**SOURCE PASSAGE:**
□ □ □

Special Evaluation Specifications for Decision Rules: How to Support Very Smart, Very Friendly Business Decision Systems

Ronald G.  Ross
Ronald G. Ross Co-Founder & Principal, Business Rule Solutions, LLC , Executive Editor, Business Rules Journal and Co-Chair, Building Business Capability (BBC) Read Author Bio       || Read All Articles by Ronald G. Ross

A breach occurs for a business rule when the business rule isn't satisfied upon being applied to some set of circumstances (state of affairs).  Normally we think about breaches occurring for behavioral rules, where a breach means a violation has occurred (e.g., you violated the posted speed limit).

The potential for violations of behavioral rules raises several important questions that business analysts should answer in advance of deployment for each behavioral rule:[1]

  1. What level of enforcement should be applied?

  2. What special response to a violation is appropriate, if any?

  3. What special message, if any, should be returned to some worker(s) upon a violation?

Unlike behavioral rules, no definitional rule[2] can ever be violated.  Literally, things must be correct under such rules by definition.

Let's take an example.  Suppose somebody asserts "2+2=5".  According to the rules of mathematics, we know the correct answer is 4.  The answer "5" is deemed irrevocably wrong.  But is the asserted answer ever allowed to stand?

  • If the rule is defined as a decision rule, the asserted answer is never allowed to stand.  More precisely, the assertion would never be recognized to have happened in the first place.  If someone asserts "2+2" the answer "4" is concluded immediately.  Period.  No breach, no opportunity for error.

  • If defined as a behavioral rule (one that is not strictly enforced), the asserted answer is allowed to stand, but a violation is recognized.  How might that capability be useful?  Suppose the error were made by a student in grade school.  It might be quite useful for the student and/or a tutor to know about it immediately and automatically.  Specifying an appropriate violation response can make such notification happen.

□ □ □

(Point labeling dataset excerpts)
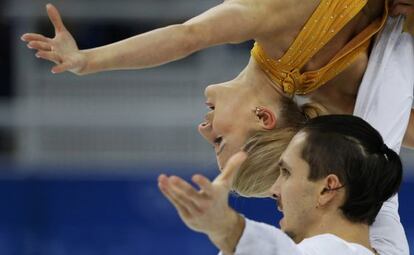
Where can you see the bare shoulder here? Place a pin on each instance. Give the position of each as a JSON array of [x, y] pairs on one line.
[[374, 9]]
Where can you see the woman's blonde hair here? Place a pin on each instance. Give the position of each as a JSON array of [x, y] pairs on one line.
[[258, 173]]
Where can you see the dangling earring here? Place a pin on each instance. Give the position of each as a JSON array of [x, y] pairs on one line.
[[259, 112]]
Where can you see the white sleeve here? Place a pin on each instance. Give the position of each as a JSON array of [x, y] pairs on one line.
[[384, 100], [263, 239]]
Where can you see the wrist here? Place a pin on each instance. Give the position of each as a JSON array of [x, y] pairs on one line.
[[86, 68], [230, 233]]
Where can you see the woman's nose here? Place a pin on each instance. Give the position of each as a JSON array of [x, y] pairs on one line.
[[207, 132]]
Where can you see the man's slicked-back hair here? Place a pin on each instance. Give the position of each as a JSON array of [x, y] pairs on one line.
[[350, 148]]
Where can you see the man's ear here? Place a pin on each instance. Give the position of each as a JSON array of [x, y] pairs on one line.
[[266, 117], [329, 189]]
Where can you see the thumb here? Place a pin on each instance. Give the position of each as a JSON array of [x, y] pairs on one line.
[[230, 169], [55, 18]]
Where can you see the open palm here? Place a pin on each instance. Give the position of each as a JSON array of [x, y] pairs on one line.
[[61, 50]]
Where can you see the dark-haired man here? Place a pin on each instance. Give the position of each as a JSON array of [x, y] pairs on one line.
[[327, 207]]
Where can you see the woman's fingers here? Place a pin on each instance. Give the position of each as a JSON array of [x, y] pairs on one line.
[[204, 184], [49, 55], [177, 204], [39, 45], [34, 37], [60, 68], [55, 18]]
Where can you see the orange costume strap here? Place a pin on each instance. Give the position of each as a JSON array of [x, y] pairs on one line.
[[326, 21]]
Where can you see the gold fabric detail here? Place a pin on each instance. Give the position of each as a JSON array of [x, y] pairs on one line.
[[326, 21]]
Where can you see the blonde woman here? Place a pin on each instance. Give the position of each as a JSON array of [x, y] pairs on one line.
[[297, 51]]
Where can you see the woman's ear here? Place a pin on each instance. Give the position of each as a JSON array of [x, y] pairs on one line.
[[266, 117]]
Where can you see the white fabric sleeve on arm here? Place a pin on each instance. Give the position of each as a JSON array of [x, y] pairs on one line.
[[263, 239], [384, 100]]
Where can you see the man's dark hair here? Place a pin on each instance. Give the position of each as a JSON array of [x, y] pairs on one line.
[[353, 150]]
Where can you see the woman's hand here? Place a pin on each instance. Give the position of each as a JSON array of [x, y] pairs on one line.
[[207, 210], [402, 7], [61, 50]]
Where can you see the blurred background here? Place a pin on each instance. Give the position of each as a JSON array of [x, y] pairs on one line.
[[79, 156]]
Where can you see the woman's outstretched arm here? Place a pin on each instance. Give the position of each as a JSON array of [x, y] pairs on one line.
[[233, 21]]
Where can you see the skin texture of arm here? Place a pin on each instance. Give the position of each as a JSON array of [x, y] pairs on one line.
[[233, 21], [408, 141]]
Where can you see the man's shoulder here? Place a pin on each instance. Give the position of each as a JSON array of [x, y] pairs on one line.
[[331, 244]]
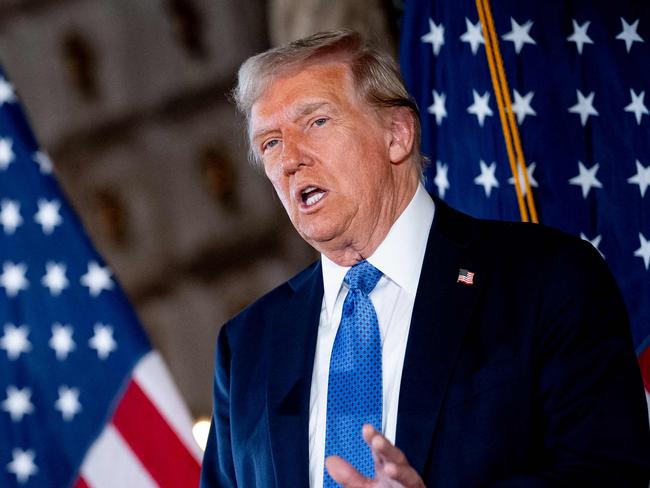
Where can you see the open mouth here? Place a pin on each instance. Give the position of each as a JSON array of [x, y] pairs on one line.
[[311, 195]]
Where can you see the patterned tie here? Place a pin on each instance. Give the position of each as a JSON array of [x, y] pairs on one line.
[[354, 391]]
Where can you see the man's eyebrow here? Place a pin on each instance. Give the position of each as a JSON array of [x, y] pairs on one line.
[[309, 109], [300, 112]]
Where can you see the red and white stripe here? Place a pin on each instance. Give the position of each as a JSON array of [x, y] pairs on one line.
[[148, 442]]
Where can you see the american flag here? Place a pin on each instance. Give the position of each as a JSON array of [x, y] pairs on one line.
[[578, 73], [465, 276], [84, 400]]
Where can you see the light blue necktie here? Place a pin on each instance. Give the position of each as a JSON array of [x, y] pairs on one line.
[[354, 391]]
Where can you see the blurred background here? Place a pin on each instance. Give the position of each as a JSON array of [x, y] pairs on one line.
[[129, 98]]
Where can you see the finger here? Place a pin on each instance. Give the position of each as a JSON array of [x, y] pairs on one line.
[[382, 449], [344, 473], [403, 474]]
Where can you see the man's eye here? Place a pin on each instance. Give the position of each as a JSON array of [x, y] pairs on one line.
[[270, 144]]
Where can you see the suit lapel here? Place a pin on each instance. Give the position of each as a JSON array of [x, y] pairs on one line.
[[292, 357], [440, 317]]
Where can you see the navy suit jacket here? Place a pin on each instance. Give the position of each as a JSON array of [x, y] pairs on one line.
[[525, 378]]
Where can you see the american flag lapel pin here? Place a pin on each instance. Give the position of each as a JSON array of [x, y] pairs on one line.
[[465, 276]]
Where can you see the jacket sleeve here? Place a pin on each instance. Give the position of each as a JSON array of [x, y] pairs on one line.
[[218, 469], [594, 422]]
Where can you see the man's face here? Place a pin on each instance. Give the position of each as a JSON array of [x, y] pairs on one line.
[[327, 154]]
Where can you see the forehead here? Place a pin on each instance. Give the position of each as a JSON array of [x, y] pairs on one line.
[[287, 95]]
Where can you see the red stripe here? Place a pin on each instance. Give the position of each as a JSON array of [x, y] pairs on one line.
[[644, 363], [81, 483], [154, 442]]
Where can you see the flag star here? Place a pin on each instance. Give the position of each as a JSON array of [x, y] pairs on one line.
[[473, 35], [594, 242], [435, 36], [18, 403], [487, 179], [6, 152], [641, 178], [22, 464], [530, 169], [437, 108], [480, 107], [44, 162], [97, 278], [68, 402], [441, 180], [7, 94], [584, 107], [629, 34], [10, 215], [519, 34], [103, 340], [586, 178], [15, 341], [522, 107], [580, 36], [55, 278], [636, 106], [644, 250], [48, 215], [61, 340], [13, 278]]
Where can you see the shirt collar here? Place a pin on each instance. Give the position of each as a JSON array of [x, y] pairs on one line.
[[399, 257]]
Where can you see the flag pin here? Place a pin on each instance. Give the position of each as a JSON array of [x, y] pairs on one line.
[[465, 276]]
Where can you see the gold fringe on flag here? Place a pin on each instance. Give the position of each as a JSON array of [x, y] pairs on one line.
[[508, 123]]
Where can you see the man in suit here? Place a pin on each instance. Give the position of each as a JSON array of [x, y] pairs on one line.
[[425, 347]]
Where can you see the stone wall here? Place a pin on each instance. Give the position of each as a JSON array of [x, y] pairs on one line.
[[129, 98]]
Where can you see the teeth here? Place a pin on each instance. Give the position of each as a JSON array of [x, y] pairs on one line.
[[314, 198]]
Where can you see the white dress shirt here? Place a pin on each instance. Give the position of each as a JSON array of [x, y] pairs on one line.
[[399, 257]]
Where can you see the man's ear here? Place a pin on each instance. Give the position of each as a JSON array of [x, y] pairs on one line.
[[402, 134]]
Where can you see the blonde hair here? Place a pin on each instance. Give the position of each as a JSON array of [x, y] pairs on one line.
[[375, 74]]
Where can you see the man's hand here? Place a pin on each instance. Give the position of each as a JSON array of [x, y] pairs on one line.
[[391, 466]]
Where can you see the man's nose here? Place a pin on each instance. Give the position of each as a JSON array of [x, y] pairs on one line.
[[293, 156]]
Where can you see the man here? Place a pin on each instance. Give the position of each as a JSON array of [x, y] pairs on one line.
[[424, 348]]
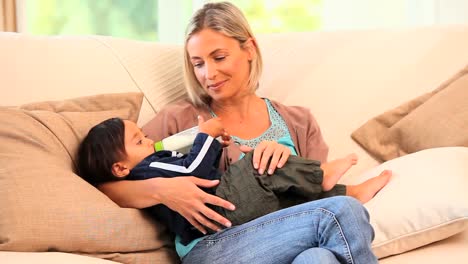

□ □ □

**TASKS TO PERFORM:**
a – According to the article on business rule breaches, which kind of rule can never be violated?
b – Echo the article on business rule breaches word for word, everything from "A breach occurs" down to "posted speed limit).".
c – In the article on business rule breaches, why might it be useful to define the 2+2 rule as a behavioral rule instead of a decision rule?

**ANSWERS IN ORDER:**
a – A definitional rule can never be violated.

b –
A breach occurs for a business rule when the business rule isn't satisfied upon being applied to some set of circumstances (state of affairs).  Normally we think about breaches occurring for behavioral rules, where a breach means a violation has occurred (e.g., you violated the posted speed limit).

c – Under a behavioral rule, the wrong answer is allowed to stand, but a violation is recognized. If a grade school student made the error, the student or a tutor could learn about it immediately and automatically, and an appropriate violation response makes that notification happen.